# Set exercise
Can you quote the records below in full, word for word?

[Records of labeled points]
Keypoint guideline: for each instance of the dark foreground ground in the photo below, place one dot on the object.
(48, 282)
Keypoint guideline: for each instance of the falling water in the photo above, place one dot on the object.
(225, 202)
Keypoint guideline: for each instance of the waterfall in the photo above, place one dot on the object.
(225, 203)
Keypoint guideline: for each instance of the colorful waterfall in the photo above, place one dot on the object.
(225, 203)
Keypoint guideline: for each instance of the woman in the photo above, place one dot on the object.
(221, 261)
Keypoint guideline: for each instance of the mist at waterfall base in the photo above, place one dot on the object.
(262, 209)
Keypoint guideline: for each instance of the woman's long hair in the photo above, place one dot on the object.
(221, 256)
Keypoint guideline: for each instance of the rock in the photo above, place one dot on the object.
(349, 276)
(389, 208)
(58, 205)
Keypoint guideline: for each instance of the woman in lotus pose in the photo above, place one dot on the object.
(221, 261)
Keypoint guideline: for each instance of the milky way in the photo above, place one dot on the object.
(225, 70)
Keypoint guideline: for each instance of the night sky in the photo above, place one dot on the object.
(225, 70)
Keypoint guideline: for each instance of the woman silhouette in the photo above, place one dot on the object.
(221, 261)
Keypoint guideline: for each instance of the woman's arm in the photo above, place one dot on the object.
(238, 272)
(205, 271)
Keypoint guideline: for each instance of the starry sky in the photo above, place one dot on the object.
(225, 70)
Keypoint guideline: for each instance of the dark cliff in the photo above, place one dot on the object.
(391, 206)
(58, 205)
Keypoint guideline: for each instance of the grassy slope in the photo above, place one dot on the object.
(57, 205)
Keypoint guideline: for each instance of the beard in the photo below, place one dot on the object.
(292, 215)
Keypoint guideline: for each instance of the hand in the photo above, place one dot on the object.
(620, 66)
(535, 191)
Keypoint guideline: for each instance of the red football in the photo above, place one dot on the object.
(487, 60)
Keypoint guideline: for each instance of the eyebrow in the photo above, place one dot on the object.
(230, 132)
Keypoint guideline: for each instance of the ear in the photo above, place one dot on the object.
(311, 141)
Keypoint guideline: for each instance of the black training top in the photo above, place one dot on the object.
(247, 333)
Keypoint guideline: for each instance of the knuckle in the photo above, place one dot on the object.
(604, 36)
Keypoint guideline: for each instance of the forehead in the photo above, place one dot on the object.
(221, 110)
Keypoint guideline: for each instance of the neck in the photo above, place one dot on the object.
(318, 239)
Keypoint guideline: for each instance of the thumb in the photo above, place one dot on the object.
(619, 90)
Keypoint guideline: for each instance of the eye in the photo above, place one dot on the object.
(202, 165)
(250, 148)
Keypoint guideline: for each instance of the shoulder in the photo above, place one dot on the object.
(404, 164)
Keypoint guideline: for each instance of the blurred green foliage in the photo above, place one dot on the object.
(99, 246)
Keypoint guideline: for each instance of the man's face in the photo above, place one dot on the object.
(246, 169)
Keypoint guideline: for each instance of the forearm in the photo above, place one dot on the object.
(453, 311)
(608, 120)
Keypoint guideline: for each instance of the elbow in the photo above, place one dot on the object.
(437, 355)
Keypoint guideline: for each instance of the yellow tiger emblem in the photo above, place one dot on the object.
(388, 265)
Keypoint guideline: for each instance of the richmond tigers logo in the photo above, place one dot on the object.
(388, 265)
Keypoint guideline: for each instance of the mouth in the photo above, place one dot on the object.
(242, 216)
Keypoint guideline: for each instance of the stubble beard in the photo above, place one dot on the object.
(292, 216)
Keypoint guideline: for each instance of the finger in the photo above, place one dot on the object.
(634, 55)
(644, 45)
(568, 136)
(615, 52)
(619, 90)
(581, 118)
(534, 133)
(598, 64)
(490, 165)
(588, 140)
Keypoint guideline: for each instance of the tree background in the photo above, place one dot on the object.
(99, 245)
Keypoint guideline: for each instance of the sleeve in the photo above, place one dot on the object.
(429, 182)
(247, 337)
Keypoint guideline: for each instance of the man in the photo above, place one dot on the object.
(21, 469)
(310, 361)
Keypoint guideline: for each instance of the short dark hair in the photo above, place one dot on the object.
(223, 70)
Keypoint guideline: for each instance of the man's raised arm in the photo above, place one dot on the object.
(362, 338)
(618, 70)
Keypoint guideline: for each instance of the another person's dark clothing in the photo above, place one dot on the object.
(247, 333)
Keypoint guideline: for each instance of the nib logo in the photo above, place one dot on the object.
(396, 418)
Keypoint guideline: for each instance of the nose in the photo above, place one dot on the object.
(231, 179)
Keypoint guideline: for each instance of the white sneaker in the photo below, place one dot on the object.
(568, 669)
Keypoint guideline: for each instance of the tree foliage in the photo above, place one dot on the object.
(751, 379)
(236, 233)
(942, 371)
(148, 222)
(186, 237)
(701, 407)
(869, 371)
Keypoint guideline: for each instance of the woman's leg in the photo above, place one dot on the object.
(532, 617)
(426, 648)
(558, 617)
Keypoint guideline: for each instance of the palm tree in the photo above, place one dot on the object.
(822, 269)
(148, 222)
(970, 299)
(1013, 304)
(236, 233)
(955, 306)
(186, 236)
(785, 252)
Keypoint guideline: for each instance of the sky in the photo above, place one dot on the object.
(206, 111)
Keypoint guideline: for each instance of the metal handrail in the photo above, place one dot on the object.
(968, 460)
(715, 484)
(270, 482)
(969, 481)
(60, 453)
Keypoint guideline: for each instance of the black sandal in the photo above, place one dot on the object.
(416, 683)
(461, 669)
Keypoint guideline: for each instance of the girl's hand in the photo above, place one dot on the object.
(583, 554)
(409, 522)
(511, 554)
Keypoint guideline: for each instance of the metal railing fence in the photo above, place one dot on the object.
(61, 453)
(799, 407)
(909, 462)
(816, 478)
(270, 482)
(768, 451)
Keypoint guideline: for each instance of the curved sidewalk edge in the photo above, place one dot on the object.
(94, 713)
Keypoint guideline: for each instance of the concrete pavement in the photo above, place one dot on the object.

# Solved exercise
Keypoint guideline: for each instance of the dark foreground ground in the photo below, place one dot on the object.
(48, 282)
Keypoint guideline: for each instance of the falling water in the photo above, place one dot on the object.
(225, 202)
Keypoint guideline: for each instance of the waterfall in the photo above, place one dot on the object.
(225, 203)
Keypoint guideline: for each instance of the colorful waterfall in the photo above, place one dot on the object.
(225, 203)
Keypoint guideline: for each instance of the woman in the photo above, place one dot on the object.
(221, 261)
Keypoint guideline: for each instance of the mist at waterfall base in the photo above, place one dot on the object.
(262, 209)
Keypoint guideline: for each instance of the woman's long hair in the photo above, place one dot on the object.
(221, 256)
Keypoint guideline: for each instance of the rock in the photo above, place one dot on the object.
(349, 276)
(389, 208)
(58, 205)
Keypoint guideline: for each instance of the woman in lotus pose in the photo above, place one dot on the object.
(221, 261)
Keypoint guideline: for each instance of the milky way in the photo above, place one dot on the object.
(225, 70)
Keypoint guideline: for each instance of the night sky in the photo above, place one dot on the object.
(225, 70)
Keypoint guideline: for each instance of the woman silhouette in the photo above, place one dot on the object.
(221, 261)
Keypoint guideline: for each instance of the woman's arm in the photo above, place one dot on the object.
(238, 272)
(205, 271)
Keypoint guideline: for each instance of the starry sky in the photo above, place one dot on the object.
(225, 70)
Keypoint guideline: for each instance of the dark cliff in the photo above, place one dot on the object.
(391, 206)
(58, 205)
Keypoint guideline: for each instance of the grassy slope in the photo above, place one dot on the object.
(57, 205)
Keypoint guideline: for each instance of the beard in the photo below, place one dot on the object.
(292, 215)
Keypoint guideline: for each instance of the hand in the photo above, place one dot on the object.
(620, 66)
(535, 191)
Keypoint guideline: for each instance of the red football in the photo above, place one dot on the object.
(487, 60)
Keypoint guideline: for each instance of the eyebrow in the photo above, place one dot on the object.
(230, 132)
Keypoint guideline: for each instance of the ear in the photo above, place one dot on the object.
(311, 141)
Keypoint guideline: for each instance of the black training top in the photo above, place one dot on the object.
(247, 333)
Keypoint guideline: for each instance of the knuckle in the photo above, place one dot on the object.
(604, 36)
Keypoint guideline: for each instance of the forehead in the photo above, place one dot on the object.
(221, 110)
Keypoint guideline: for each instance of the neck in the photo above, place one dot on the object.
(318, 239)
Keypoint guideline: for each instance of the thumb in the photo above, place one dot on the object.
(619, 90)
Keypoint guideline: for each instance of the eye in the photo above, place one dot on the object.
(202, 165)
(250, 148)
Keypoint guideline: for each instance of the shoulder in the photo above, place one dot on the object.
(404, 164)
Keypoint guideline: for each instance of the blurred green foliage in the photo above, place one dot on the object.
(99, 246)
Keypoint guideline: for each instance of the man's face in the photo above, place one dot on the object.
(246, 169)
Keypoint guideline: for each instance of the forearm in the photo above, place one dot on the object.
(453, 311)
(608, 120)
Keypoint guideline: for each instance of the elbow in the photo above, place one dot on the object.
(437, 355)
Keypoint guideline: for each instance of the yellow tiger emblem in the photo above, place one dot on the object.
(388, 265)
Keypoint guideline: for each instance of the richmond tigers logo in the photo above, place one dot on the object.
(388, 265)
Keypoint guideline: for each instance of the mouth in the photo above, place one dot on the object.
(242, 216)
Keypoint guideline: for each instance of the stubble beard in the photo above, place one dot on the object.
(292, 216)
Keypoint guideline: for each instance of the finger in the photo above, place one dot on the object.
(634, 55)
(644, 45)
(568, 136)
(615, 52)
(619, 90)
(581, 118)
(534, 133)
(598, 64)
(490, 165)
(588, 140)
Keypoint guideline: for each instance of the tree background in the photo above, place one dot on the object.
(99, 245)
Keypoint guideline: for each instance of the sleeve in the photo above, place one dot on the object.
(429, 182)
(247, 337)
Keypoint guideline: for each instance of the man in the photo above, place one dot on the object.
(21, 469)
(310, 361)
Keypoint guideline: for each instance of the short dark hair in the photo above, place one dot on the object.
(223, 70)
Keypoint guideline: for each instance of the man's raised arm in the photo above, place one dot on the object.
(362, 338)
(618, 70)
Keypoint guideline: for each instance of the another person's dark clothing in the photo above, place one dot on the object.
(247, 333)
Keypoint guideline: for each instance of the nib logo in the photo above, place one dot on the object.
(396, 418)
Keypoint guideline: for each instance of the nose in the photo above, place one dot on the object.
(231, 179)
Keypoint guideline: for each instance of the white sneaker in the photo below, place one dot on the object.
(568, 669)
Keypoint guideline: for each instance of the tree foliage in the photo above, place one dot on the object.
(751, 379)
(236, 233)
(942, 371)
(148, 222)
(186, 237)
(701, 407)
(869, 371)
Keypoint guideline: for each instance of the woman's leg in the photo above, place one dot on the object.
(532, 617)
(426, 648)
(558, 617)
Keypoint guideline: for each instance of the palm tree in the photo above, place one dot on the object.
(822, 269)
(148, 222)
(970, 299)
(1013, 304)
(236, 233)
(955, 306)
(186, 236)
(785, 252)
Keypoint guideline: for each instance of the sky in the photo above, place one dot on the object.
(206, 111)
Keypoint guideline: for each instance of the metal handrail in the photo above, place one dot on the object.
(968, 460)
(715, 484)
(270, 482)
(969, 481)
(60, 453)
Keypoint guideline: for each instance of the black sandal in the photo above, place one dot on the object.
(416, 683)
(461, 669)
Keypoint guideline: for each instance of the girl's hand in the photo above, place one dot on the object.
(583, 554)
(409, 522)
(511, 554)
Keypoint guideline: for each instance of the metal railing fence in the photo above, place one dot on the object.
(61, 453)
(799, 407)
(909, 462)
(816, 478)
(270, 482)
(768, 451)
Keypoint guideline: for each instance of the curved sidewalk edge in the photo above, place one dot on the object.
(94, 713)
Keypoint guideline: for each instance of the concrete pavement in the photo above, place one dot on the object.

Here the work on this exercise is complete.